__Document text__:

When we enter the land of trees, space thickens. The thickness of the life going on in the outside overcomes us. Our senses are intrigued and ready for exploration. A mushroom is like a view hidden behind the branches of a tree or a gazelle showing up only at a glance, or a bird flying off of a tree, is found underneath the fallen leaves and branches of a tree, as if hiding itself, that’s why one gets excited searching for it. Within a million spores only one gets the chance of becoming a fungi, there exists a chance of its being toxic, delicious, or psychedelic, for us to discover.
Nature comes across the artificial. The question was how can art, itself an artifice, display a true/natural quality? How could I create an image that was not artificial and how could I repeat it without coming up with a representation. I was trying to subtract my agency so that nature can express itself. The spores were breathtaking. An image formed by the friction of the subject on the plate. An abstract image that contains the whole. The gathering of a million particles conceived with life.
The largest organism on earth is a fungus that occupies 2,384 acres of soil in Blue Mountains (Oregon). One can say nothing is more curious and essential for human’s life than fungi. They are born wild and weird and undercover, living most of their life underground. There have been 5 million types of fungi discovered so far. Their cryptic undercover life inspires our imagination. A complicated organism which is neither a flora nor fauna. More than one billion and a half years ago they diverged from other forms of organisms. Similar to animals and humans, they are heterotrophs, growing on dead material or roots of plants for this reason. They interact with a great amount of other plants. The body of a fungus, mycelium, a network consisting of threadlike microscopic filaments can move as deep as a thousand miles down the earth in search of food, extracting water and nitrogen from the wet rich soils, transporting them to other plants and extricating glucose in return. Identity is the first piece of the puzzle in this organism. It involves all the senses, color, smell, texture. Cut off the cap of the fungus and leave it for a night on a piece of paper. Millions of spores are released from the cap printed on the medium, unique like a finger print. The fungi make forms and each event begins at some point and spreads out.

__Directions__:
(a) From the fungi passage, reproduce word for word the portion starting at "When we enter" and ending at "us to discover.".
(b) List each thing to which the fungi passage likens a mushroom.

__Material shown__:
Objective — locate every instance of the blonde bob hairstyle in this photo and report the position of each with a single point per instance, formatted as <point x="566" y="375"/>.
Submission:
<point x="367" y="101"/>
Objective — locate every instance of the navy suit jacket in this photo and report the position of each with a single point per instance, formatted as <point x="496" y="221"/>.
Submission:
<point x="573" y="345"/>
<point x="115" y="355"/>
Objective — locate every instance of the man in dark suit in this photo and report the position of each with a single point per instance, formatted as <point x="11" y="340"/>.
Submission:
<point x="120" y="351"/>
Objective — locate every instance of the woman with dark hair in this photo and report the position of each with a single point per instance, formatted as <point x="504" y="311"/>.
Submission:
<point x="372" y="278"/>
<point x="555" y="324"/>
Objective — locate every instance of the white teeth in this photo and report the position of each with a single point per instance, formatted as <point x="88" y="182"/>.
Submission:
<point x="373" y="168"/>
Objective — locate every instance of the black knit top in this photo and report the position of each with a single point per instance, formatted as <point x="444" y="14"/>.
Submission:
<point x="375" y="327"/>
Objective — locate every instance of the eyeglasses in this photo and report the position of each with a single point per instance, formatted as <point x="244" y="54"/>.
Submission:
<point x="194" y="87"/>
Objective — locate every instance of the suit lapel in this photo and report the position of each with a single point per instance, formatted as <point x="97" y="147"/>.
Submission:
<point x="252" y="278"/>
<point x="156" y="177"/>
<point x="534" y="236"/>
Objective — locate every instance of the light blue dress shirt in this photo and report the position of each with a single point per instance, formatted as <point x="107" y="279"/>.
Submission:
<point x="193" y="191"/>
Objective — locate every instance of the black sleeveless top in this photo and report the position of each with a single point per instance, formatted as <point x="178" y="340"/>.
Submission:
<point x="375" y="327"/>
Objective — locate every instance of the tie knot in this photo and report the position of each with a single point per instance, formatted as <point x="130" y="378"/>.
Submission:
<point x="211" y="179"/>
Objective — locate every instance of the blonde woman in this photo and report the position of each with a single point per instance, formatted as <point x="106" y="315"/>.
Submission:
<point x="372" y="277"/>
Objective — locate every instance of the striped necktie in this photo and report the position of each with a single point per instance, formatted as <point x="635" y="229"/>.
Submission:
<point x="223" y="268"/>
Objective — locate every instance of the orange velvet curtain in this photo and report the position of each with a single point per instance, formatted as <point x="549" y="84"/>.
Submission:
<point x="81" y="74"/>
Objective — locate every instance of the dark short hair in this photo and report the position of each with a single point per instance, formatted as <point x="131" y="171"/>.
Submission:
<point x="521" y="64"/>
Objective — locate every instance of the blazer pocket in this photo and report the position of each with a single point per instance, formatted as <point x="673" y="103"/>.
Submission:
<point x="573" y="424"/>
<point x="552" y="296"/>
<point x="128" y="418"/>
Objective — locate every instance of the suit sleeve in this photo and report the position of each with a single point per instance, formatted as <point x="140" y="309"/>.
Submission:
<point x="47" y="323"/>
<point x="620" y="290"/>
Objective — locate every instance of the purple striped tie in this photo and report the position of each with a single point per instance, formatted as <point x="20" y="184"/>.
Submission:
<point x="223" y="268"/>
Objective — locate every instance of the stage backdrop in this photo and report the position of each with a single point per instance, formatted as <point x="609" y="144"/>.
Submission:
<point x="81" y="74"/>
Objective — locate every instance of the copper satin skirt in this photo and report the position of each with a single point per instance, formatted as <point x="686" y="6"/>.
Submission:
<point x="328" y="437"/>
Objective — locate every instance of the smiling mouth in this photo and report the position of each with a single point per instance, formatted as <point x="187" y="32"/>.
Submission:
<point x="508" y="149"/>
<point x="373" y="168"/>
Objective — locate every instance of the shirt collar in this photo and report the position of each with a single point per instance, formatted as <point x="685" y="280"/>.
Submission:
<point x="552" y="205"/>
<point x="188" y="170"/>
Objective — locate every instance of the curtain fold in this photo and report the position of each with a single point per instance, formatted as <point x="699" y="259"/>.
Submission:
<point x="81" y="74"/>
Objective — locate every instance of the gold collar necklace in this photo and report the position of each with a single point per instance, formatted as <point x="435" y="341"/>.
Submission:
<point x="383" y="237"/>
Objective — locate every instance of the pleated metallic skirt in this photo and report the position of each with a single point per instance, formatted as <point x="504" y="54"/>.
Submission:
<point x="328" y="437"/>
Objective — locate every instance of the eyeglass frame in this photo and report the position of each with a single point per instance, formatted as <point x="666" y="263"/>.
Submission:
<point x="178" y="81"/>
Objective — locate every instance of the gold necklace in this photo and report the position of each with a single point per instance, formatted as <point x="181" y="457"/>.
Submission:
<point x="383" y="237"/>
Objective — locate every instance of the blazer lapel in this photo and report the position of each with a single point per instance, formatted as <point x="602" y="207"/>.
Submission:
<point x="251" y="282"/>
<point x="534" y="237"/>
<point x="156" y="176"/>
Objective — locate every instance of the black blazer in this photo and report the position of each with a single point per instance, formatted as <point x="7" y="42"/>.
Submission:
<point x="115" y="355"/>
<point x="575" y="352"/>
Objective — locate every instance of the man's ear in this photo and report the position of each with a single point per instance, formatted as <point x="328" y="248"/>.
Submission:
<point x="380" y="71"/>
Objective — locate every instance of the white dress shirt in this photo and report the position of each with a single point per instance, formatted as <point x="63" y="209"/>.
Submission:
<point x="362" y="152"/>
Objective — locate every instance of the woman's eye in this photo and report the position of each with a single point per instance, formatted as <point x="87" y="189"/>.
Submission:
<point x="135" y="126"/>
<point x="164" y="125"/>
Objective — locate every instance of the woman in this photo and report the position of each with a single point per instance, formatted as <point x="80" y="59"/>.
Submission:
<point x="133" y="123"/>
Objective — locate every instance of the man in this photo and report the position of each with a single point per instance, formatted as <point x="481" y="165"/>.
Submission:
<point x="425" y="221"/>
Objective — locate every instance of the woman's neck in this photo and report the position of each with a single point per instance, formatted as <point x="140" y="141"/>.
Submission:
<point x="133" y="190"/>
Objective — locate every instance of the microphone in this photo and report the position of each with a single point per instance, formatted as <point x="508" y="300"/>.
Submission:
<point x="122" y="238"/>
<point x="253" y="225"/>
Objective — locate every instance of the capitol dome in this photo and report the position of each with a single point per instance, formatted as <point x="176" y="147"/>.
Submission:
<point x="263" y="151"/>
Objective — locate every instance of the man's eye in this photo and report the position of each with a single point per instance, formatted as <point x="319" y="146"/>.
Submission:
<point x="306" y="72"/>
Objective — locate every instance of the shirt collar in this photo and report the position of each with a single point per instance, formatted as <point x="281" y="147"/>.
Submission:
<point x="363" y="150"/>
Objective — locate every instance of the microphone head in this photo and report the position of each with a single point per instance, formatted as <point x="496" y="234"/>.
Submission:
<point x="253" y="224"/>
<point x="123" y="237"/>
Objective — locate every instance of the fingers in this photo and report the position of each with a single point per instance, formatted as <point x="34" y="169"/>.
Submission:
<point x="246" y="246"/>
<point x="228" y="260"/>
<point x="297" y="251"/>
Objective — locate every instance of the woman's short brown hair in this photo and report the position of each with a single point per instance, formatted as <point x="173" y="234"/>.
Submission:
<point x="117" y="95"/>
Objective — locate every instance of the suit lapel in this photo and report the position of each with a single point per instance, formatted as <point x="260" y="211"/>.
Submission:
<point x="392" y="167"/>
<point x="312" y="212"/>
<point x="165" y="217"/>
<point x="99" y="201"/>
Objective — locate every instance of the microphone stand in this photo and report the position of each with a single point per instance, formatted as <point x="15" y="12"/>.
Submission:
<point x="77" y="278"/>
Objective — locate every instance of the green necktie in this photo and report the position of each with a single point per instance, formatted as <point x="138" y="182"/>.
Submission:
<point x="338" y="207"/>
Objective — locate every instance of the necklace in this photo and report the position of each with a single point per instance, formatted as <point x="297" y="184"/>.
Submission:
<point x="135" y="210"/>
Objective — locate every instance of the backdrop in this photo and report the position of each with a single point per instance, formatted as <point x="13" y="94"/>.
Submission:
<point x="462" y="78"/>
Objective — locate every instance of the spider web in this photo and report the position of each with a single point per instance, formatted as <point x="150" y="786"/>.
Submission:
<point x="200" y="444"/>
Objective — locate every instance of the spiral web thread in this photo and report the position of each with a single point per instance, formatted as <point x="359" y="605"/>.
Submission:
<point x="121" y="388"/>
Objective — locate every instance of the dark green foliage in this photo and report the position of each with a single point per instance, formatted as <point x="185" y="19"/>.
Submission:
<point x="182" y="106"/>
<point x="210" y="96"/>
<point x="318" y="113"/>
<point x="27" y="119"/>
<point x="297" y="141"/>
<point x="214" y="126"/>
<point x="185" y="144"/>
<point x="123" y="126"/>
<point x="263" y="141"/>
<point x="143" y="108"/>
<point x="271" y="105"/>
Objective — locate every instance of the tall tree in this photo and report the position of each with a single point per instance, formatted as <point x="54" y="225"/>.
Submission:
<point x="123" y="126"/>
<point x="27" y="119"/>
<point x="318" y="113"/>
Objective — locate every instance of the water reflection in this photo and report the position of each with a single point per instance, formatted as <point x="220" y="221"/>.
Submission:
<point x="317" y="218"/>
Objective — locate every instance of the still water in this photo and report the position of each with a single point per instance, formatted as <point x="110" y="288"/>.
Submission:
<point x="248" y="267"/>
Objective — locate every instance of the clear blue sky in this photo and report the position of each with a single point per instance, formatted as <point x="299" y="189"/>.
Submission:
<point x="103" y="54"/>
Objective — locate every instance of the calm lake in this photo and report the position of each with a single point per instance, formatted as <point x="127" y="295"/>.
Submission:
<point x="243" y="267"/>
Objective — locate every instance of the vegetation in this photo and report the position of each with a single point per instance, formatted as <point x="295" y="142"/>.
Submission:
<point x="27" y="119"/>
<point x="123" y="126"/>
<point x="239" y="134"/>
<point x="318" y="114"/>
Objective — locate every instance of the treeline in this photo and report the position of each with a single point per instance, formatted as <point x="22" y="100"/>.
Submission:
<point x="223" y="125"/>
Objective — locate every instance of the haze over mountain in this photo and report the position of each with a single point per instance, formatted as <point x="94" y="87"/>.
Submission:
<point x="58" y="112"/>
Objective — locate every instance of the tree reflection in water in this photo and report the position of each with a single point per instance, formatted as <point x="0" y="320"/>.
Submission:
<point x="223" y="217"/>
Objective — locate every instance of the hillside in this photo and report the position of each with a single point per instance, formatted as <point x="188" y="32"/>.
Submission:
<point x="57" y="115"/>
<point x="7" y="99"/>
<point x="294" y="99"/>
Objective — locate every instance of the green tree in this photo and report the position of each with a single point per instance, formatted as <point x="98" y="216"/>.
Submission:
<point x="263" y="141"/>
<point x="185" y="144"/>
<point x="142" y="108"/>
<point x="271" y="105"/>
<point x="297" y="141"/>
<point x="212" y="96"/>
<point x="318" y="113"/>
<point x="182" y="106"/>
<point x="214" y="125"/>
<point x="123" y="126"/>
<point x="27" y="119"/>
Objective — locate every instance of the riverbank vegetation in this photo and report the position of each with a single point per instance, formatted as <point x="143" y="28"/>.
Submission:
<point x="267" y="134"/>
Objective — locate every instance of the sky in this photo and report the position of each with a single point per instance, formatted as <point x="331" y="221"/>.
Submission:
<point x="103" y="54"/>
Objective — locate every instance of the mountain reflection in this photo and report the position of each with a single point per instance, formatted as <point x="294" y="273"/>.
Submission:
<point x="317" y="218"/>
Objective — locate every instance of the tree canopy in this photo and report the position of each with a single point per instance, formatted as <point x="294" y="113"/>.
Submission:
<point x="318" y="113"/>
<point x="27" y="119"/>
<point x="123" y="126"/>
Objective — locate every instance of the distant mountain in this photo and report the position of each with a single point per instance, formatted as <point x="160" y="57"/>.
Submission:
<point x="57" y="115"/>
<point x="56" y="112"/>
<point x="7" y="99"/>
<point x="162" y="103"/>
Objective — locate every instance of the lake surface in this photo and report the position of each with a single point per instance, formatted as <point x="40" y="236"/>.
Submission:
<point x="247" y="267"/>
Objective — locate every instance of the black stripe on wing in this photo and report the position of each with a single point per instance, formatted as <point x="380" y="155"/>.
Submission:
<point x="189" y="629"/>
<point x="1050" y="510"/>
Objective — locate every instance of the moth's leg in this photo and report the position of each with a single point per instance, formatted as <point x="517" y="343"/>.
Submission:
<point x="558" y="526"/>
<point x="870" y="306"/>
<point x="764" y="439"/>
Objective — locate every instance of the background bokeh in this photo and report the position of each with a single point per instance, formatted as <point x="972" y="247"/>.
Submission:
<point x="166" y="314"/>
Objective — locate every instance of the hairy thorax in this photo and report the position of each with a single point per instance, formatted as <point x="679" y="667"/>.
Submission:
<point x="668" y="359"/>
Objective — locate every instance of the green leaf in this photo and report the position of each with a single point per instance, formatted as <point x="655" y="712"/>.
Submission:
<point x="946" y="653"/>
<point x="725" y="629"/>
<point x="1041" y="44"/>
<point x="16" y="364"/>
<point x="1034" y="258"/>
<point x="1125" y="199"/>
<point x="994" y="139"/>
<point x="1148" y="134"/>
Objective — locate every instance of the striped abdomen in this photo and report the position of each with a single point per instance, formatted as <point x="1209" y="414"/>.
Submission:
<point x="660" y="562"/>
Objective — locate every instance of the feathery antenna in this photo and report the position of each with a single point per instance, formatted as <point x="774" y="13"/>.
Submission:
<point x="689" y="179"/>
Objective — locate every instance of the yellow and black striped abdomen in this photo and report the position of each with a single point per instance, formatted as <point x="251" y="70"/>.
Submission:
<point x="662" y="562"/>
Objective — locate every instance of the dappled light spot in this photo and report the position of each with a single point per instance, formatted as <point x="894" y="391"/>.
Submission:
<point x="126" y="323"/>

__Responses for each task__:
(a)
When we enter the land of trees, space thickens. The thickness of the life going on in the outside overcomes us. Our senses are intrigued and ready for exploration. A mushroom is like a view hidden behind the branches of a tree or a gazelle showing up only at a glance, or a bird flying off of a tree, is found underneath the fallen leaves and branches of a tree, as if hiding itself, that’s why one gets excited searching for it. Within a million spores only one gets the chance of becoming a fungi, there exists a chance of its being toxic, delicious, or psychedelic, for us to discover.

(b)
- a view hidden behind the branches of a tree
- a gazelle showing up only at a glance
- a bird flying off of a tree